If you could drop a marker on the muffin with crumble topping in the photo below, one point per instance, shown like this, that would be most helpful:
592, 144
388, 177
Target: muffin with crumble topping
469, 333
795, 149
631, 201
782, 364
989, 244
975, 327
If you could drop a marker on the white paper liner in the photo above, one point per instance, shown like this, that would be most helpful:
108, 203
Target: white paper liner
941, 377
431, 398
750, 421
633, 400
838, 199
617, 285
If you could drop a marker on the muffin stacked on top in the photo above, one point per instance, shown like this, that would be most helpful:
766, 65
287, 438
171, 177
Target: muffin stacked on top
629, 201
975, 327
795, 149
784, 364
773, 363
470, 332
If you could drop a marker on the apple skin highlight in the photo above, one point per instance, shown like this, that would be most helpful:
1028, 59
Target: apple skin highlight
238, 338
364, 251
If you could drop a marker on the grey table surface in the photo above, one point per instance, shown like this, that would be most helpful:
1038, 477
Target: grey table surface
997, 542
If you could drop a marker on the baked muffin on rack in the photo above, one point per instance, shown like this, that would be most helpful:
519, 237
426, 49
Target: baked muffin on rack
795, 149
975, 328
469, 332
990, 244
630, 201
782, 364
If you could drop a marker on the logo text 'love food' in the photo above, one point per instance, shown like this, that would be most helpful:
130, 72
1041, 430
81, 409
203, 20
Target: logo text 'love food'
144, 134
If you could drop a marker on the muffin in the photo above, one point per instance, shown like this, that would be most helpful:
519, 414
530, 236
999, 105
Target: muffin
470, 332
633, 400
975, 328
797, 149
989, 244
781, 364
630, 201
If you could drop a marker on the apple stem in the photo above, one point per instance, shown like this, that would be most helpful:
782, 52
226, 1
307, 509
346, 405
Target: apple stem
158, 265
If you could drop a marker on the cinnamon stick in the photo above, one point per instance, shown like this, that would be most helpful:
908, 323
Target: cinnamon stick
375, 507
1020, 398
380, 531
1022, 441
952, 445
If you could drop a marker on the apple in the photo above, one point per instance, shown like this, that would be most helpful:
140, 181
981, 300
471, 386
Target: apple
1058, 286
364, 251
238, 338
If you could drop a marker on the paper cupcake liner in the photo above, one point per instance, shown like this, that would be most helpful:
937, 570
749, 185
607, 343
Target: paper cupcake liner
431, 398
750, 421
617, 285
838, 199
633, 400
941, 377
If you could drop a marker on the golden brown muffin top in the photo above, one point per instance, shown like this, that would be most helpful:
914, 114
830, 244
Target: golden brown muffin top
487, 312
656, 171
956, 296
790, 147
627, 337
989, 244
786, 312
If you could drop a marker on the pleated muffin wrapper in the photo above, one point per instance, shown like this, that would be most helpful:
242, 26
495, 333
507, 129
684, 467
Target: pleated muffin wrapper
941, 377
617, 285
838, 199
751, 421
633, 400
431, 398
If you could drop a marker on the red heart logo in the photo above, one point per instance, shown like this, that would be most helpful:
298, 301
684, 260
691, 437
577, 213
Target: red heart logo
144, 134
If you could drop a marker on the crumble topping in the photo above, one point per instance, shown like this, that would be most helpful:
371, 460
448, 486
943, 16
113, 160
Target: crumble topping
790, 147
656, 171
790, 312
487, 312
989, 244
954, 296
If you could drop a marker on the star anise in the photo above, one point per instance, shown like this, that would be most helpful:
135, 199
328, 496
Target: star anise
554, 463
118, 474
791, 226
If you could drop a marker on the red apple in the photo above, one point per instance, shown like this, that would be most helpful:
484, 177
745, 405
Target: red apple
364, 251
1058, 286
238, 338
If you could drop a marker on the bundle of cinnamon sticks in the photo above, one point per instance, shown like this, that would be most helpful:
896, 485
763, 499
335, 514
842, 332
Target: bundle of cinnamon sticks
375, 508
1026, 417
══════════
_WHAT NEEDS TO BE DONE:_ Without omitting anything, output the entries exactly.

_RESPONSE:_
If you could drop a marker on the muffin with crumble topping in the photo below, one point per instance, shown like this, that would be most helpful:
592, 144
388, 177
Target: muffin with crumble topping
469, 333
795, 149
631, 201
782, 364
989, 244
975, 327
If you could drop a marker on the white paper liner in the photo above, one point per instance, shown like this, that would be most helpful:
108, 203
Target: white paper liner
941, 377
431, 398
750, 421
633, 400
838, 199
617, 285
If you could drop a marker on the muffin stacked on top in the photo above, one point per instance, shown like this, that would be most helpful:
766, 65
287, 438
171, 177
Target: muffin stacked on top
629, 201
975, 327
795, 149
784, 364
773, 363
470, 332
If you could drop a marker on the apple skin highlight in the photo above, one point per instance, shown like this, that would be most helpful:
1028, 59
Target: apple skin highlight
238, 338
364, 251
If you could drop a marker on the grey table surface in the photo above, one point per instance, shown like this, that would be most helpful:
1038, 477
Target: grey table surface
997, 542
If you could drop a marker on the baked muffin on rack in the photo above, one point per instance, shown like this, that would be most helpful:
519, 237
426, 49
Target: baked muffin on rack
795, 149
975, 328
469, 332
990, 244
630, 201
782, 364
If you could drop a marker on the logo text 'love food' in the photo above, one point per instance, shown like this, that would be most helpful:
130, 72
1041, 430
81, 409
203, 20
Target: logo text 'love food'
144, 134
If you could drop a marker on the muffin in the photo above, one point per instance, shown like this, that would be most helpful:
519, 414
530, 236
999, 105
Target: muffin
470, 332
633, 400
975, 328
797, 149
989, 244
781, 364
630, 201
If you could drop a marker on the apple stem in the photo above, one point per instance, shown like this, that would be most helpful:
782, 52
226, 1
307, 509
346, 405
Target: apple stem
158, 265
If you could drop a marker on the cinnamon stick in the photo above, one point per instance, shown like this, that would be most helpful:
908, 323
Target: cinnamon stick
375, 507
1020, 398
380, 531
1022, 441
952, 445
If you could drop a marker on the apple in the photo above, one point per instance, shown like this, that would be most helpful:
140, 181
981, 300
471, 386
Target: apple
1058, 286
364, 251
238, 338
If you could drop a marker on the paper cupcake liner in the photo above, one point per instance, shown like this, that would be most helpful:
937, 570
749, 185
607, 343
Target: paper cupcake liner
431, 398
750, 421
617, 285
838, 199
633, 400
941, 377
If you could drop a marker on the golden brown muffin top in the photo above, one point per instance, shown like this, that would be most helpful:
914, 114
830, 244
Target: golden brown muffin top
487, 312
656, 171
956, 296
790, 147
627, 337
989, 244
786, 312
If you could drop a marker on the pleated muffin wrapper in the photo above, one point per instance, shown like this, that would be most helpful:
242, 26
495, 333
507, 129
684, 467
Target: pleated muffin wrapper
941, 377
617, 285
838, 199
751, 421
633, 400
431, 398
If you could drop a marker on the red heart logo in the photo above, one point per instance, shown like this, that would be most helpful:
298, 301
684, 260
691, 437
577, 213
Target: red heart logo
144, 134
If you could drop a marker on the crumble topping in the photo above, one point per instance, shown like this, that would be most helpful:
371, 460
448, 486
943, 16
113, 160
Target: crumble topping
790, 147
656, 171
790, 312
487, 312
989, 244
954, 296
If you could drop a marker on the star anise in the photo above, one point per instance, shown like this, that would be most helpful:
135, 199
328, 496
Target: star anise
554, 463
118, 474
791, 226
If you could drop a marker on the red apple in the photo above, one point per instance, shown like this, that would be most helpful:
484, 177
745, 405
Target: red apple
364, 251
1058, 286
238, 338
If you could drop a marker on the bundle of cinnamon sticks in the photo above, one point per instance, shown like this, that would be most helpful:
896, 485
763, 499
335, 514
842, 332
Target: bundle of cinnamon sticks
375, 508
1026, 417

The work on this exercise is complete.